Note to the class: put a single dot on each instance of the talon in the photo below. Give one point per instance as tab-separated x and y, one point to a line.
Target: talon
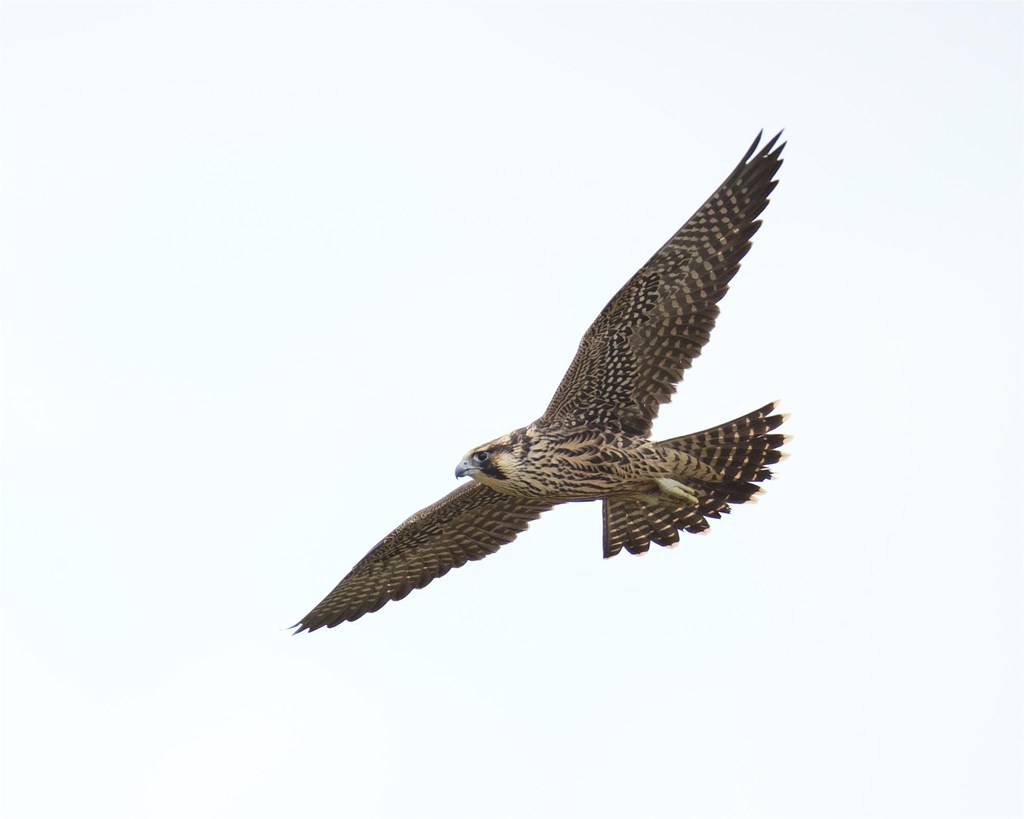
677	489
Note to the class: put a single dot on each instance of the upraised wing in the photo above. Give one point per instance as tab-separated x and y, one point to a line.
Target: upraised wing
637	349
467	524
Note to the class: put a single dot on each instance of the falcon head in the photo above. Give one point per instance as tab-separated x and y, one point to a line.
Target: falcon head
489	464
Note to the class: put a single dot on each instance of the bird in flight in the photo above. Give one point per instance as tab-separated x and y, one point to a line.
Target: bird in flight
593	441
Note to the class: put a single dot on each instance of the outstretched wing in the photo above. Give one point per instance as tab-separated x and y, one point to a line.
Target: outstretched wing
636	351
467	524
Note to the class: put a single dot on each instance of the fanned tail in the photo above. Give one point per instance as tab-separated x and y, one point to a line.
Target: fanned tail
737	455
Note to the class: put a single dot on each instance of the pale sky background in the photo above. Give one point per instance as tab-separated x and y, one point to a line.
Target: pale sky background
269	270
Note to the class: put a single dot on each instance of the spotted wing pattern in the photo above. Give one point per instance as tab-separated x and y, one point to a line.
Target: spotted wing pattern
467	524
637	349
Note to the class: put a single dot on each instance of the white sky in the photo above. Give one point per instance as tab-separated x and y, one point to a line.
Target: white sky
269	270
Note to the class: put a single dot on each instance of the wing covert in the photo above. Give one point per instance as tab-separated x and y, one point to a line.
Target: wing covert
638	348
467	524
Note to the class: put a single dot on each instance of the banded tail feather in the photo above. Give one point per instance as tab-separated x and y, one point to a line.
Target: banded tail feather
738	451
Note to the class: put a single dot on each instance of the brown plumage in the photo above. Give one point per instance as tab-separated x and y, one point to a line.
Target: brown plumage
593	442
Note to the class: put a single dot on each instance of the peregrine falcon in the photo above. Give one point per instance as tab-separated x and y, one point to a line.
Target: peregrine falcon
593	441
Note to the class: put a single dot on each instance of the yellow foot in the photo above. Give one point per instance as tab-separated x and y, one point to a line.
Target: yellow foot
677	489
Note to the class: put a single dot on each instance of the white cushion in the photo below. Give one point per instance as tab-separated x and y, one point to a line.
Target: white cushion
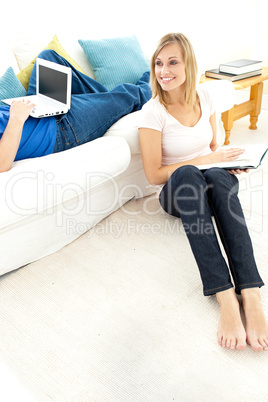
127	128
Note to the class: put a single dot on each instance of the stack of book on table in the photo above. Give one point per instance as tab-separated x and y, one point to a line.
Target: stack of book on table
236	70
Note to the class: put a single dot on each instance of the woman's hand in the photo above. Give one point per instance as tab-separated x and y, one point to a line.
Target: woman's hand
9	143
238	171
225	155
20	110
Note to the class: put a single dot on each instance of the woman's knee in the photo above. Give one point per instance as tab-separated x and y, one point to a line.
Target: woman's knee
186	174
219	177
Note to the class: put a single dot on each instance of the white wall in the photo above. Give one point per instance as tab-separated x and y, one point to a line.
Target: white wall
219	30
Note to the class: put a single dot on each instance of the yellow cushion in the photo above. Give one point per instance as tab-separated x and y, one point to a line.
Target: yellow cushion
25	74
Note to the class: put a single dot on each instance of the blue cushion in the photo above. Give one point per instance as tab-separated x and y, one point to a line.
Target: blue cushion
10	86
115	61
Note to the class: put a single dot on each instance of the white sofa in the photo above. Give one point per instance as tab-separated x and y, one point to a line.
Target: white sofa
48	202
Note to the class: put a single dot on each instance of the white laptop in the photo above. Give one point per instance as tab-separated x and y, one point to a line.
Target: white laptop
53	89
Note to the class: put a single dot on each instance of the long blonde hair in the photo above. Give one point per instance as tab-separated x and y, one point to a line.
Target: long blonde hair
190	68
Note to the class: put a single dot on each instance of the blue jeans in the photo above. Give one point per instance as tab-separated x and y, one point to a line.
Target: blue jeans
195	196
93	108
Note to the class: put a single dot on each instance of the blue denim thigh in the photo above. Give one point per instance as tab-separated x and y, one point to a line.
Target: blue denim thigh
229	217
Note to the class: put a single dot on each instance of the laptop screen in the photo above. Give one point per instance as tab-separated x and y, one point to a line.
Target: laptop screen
53	83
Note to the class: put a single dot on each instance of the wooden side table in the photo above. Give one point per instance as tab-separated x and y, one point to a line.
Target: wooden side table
251	107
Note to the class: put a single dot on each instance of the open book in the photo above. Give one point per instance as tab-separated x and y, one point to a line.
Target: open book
250	159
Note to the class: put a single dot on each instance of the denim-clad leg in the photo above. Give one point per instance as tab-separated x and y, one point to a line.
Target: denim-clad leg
192	195
94	109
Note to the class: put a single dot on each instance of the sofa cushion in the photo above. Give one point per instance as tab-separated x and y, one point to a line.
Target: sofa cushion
25	74
127	128
10	86
116	60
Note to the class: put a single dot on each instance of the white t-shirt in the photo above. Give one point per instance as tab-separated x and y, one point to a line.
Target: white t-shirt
179	143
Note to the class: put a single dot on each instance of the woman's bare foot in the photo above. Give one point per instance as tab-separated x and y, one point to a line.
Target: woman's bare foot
256	324
231	333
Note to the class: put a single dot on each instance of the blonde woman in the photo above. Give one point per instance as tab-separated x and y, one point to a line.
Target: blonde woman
178	133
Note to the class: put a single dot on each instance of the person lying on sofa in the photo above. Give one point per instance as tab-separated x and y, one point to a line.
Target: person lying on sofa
178	133
93	111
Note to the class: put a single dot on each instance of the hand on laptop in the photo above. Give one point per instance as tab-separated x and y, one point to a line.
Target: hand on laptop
21	109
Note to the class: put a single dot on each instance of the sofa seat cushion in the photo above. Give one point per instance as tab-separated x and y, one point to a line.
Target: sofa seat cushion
37	186
127	128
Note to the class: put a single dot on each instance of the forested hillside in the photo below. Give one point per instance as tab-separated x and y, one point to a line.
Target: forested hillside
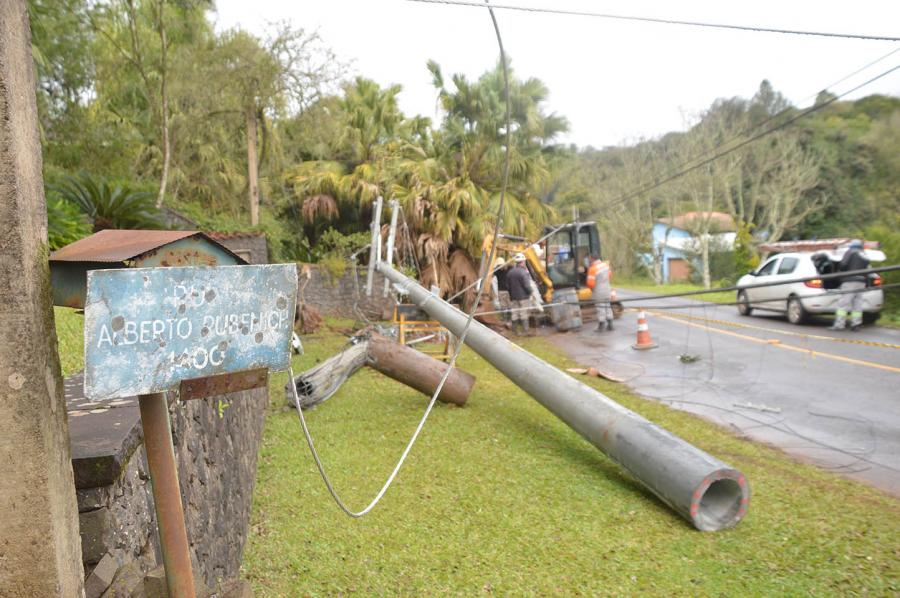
145	106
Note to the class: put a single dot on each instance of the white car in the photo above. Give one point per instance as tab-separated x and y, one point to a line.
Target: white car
800	299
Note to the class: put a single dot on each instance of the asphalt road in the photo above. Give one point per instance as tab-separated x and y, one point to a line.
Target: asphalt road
830	398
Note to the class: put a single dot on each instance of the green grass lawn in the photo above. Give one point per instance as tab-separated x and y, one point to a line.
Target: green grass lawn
70	334
644	285
501	497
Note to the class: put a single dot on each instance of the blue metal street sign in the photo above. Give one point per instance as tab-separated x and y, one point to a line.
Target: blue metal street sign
147	329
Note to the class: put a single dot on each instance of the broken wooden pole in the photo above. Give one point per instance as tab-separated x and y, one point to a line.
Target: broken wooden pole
419	371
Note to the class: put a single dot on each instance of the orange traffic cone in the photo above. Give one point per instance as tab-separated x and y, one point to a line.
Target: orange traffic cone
644	339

* * * *

Problem to work on: Throughout the data above, find each line that includes the string "below"; state only how many there are.

Expected answer: 3